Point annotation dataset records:
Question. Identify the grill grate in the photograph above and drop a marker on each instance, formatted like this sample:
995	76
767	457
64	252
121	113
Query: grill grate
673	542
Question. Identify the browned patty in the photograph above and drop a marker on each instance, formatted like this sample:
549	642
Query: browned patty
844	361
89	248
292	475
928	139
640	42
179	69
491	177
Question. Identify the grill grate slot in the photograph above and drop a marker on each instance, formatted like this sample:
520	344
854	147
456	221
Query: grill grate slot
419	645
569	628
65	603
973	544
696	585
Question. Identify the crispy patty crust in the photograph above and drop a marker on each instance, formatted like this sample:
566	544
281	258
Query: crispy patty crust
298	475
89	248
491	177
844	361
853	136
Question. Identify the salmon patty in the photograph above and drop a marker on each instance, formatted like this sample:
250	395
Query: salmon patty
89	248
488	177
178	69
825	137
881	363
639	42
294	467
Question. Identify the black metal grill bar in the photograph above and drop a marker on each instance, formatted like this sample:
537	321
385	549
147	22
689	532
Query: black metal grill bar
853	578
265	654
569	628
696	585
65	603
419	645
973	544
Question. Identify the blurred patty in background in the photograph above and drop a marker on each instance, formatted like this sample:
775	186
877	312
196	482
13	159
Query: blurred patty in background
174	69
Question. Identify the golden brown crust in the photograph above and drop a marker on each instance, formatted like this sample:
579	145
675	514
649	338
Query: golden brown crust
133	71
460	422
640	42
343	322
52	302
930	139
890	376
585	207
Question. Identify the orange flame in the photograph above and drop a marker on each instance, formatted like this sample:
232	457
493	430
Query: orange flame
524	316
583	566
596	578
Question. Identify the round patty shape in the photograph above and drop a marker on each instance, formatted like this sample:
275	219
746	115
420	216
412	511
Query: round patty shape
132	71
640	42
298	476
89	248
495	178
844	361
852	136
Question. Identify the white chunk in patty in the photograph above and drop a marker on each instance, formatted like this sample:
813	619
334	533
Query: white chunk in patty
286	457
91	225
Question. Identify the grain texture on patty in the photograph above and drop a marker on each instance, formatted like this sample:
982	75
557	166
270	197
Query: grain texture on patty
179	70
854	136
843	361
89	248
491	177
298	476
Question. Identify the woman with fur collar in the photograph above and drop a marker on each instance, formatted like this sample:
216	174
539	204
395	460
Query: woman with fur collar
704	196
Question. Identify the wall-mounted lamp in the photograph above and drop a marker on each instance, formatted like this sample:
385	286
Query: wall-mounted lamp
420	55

THE REQUEST
Output the lines from the one that contains "Question. Identify the orange" through the end of the entries as a Markdown table with the columns Row and Line. Number each line in Row and leave out any blank lines.

FULL OUTPUT
| Row | Line |
|---|---|
| 1 | Question. Identify the orange flame in the photograph above and drop a marker on each instance, formatted like this sample: |
| 2 | 232	457 |
| 3 | 493	430 |
| 4 | Query: orange flame |
| 5 | 524	316 |
| 6 | 583	566 |
| 7 | 596	578 |
| 8 | Question. Identify the round patty shape in the photograph above and drop a marker on each instance, formatted like this sample: |
| 9 | 275	219 |
| 10 | 746	115 |
| 11 | 420	216 |
| 12 | 412	511 |
| 13 | Query: round patty shape |
| 14 | 132	71 |
| 15 | 640	42 |
| 16 | 298	476 |
| 17 | 89	248 |
| 18 | 495	178 |
| 19 | 844	361 |
| 20 | 852	136 |
| 21 | Question. Identify the white chunk in patty in the photograph above and drop a marker on each instance, formatted like this sample: |
| 22 | 813	619 |
| 23 | 334	533 |
| 24 | Query: white chunk in patty |
| 25 | 286	457 |
| 26 | 91	225 |
| 27 | Question. Identify the grain texture on patty in the photograph above and drop a marker on each instance, formatted like this sample: |
| 28 | 982	75 |
| 29 | 557	166 |
| 30 | 270	197 |
| 31 | Query: grain texture on patty |
| 32 | 179	70 |
| 33 | 854	136 |
| 34 | 843	361 |
| 35 | 89	248 |
| 36 | 491	177 |
| 37 | 298	476 |
| 38 | Question. Identify the woman with fur collar in the photograph above and drop a marker on each instance, formatted like this sample: |
| 39 | 216	174 |
| 40 | 539	204 |
| 41 | 395	460 |
| 42 | Query: woman with fur collar |
| 43 | 704	196 |
| 44 | Question. Identify the wall-mounted lamp in the photograph above and drop a marker on each instance, formatted like this sample: |
| 45 | 385	286 |
| 46 | Query: wall-mounted lamp |
| 47 | 420	55 |